* _Extracted text_:
------------------------------------------------
Hello,
About 2 months ago I inoculated my wood chips with wine cap spores. I have found that there is some fungal activity in the top 2 inches of the chips. This area is generally dryish, the wood is blonde/light tan and in some spots looks like sawdust (I spread chips, not sawdust). At about 2 inches depth, the chips become much more moist, darker, cooler (this area had been rather warm--warmer than the top 2 inches about 2-3 weeks earlier), but I see no direct evidence of fungi here yet.
My obvious question is "how well is this proceeding?" I did spread the spawn in both a surface layer and into inverted cones of chips in order to distribute the chips throughout the chip pile (about 1' deep). The chips were all chipped up from my own property and were (mostly) autumn olive weed bushes and a few oak branches. They were topped with about a 1" straw/grass clipping layer to provide a bit of shade. The "pile" also doubles as a tomato bed so as to get both tomatoes and shade for the wine caps. I do occasionally water the chips and we have had some rain, but there have been times when the chips did dry out a bit--ironically, the only chips to dry out were the ones that show definite fungal activity. I do have the same wood chips spread in other areas of my garden and they show absolutely no sign of fungal activity.
------------------------------------------------
* _Recorded data_:
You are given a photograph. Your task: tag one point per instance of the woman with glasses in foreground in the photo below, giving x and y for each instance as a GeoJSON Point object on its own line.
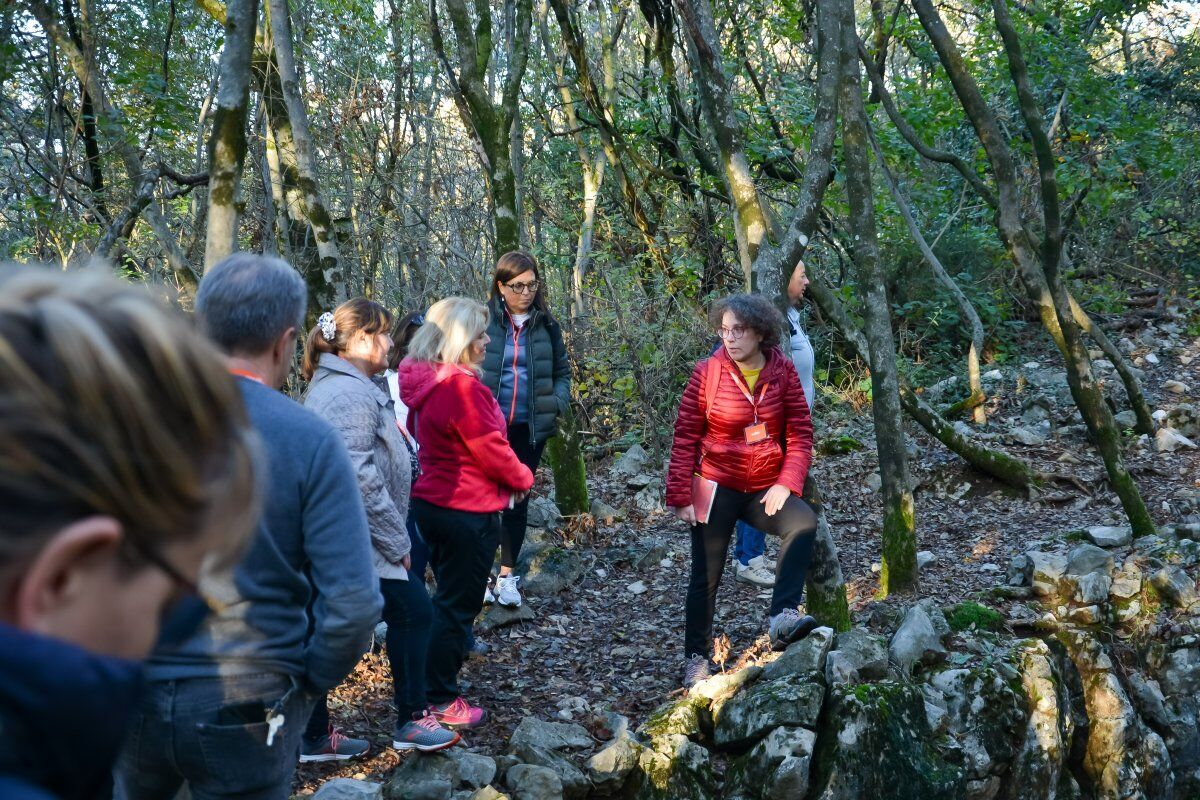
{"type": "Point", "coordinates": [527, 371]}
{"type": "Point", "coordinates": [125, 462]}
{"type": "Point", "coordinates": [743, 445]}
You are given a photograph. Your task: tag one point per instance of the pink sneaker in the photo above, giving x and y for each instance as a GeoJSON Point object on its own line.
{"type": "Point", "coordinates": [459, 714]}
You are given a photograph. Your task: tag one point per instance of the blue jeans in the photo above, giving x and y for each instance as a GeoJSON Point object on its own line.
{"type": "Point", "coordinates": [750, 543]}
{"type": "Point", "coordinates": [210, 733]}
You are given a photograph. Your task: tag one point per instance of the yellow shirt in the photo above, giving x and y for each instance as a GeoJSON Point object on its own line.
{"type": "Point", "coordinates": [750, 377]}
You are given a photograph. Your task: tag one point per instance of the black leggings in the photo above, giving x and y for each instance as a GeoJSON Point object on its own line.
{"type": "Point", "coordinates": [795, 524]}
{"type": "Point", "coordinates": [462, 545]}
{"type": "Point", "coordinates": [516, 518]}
------------------------------------------------
* _Work item 1_:
Reproduce everything in the wine cap post from "My obvious question" down to "of fungal activity.".
* _Work item 2_:
According to the wine cap post, what plants were the wood chips mostly made from?
* _Work item 3_:
Summarize the wine cap post in two sentences.

* _Reply 1_:
My obvious question is "how well is this proceeding?" I did spread the spawn in both a surface layer and into inverted cones of chips in order to distribute the chips throughout the chip pile (about 1' deep). The chips were all chipped up from my own property and were (mostly) autumn olive weed bushes and a few oak branches. They were topped with about a 1" straw/grass clipping layer to provide a bit of shade. The "pile" also doubles as a tomato bed so as to get both tomatoes and shade for the wine caps. I do occasionally water the chips and we have had some rain, but there have been times when the chips did dry out a bit--ironically, the only chips to dry out were the ones that show definite fungal activity. I do have the same wood chips spread in other areas of my garden and they show absolutely no sign of fungal activity.

* _Reply 2_:
Mostly autumn olive weed bushes, plus a few oak branches.

* _Reply 3_:
About two months after inoculating a roughly one-foot-deep wood chip pile with wine cap spawn, the writer sees fungal activity only in the dry, light-colored top two inches, not in the moister, darker chips below. The writer asks how well this is going, noting that the pile is topped with straw and grass clippings, doubles as a tomato bed, and that the same chips elsewhere in the garden show no fungal activity.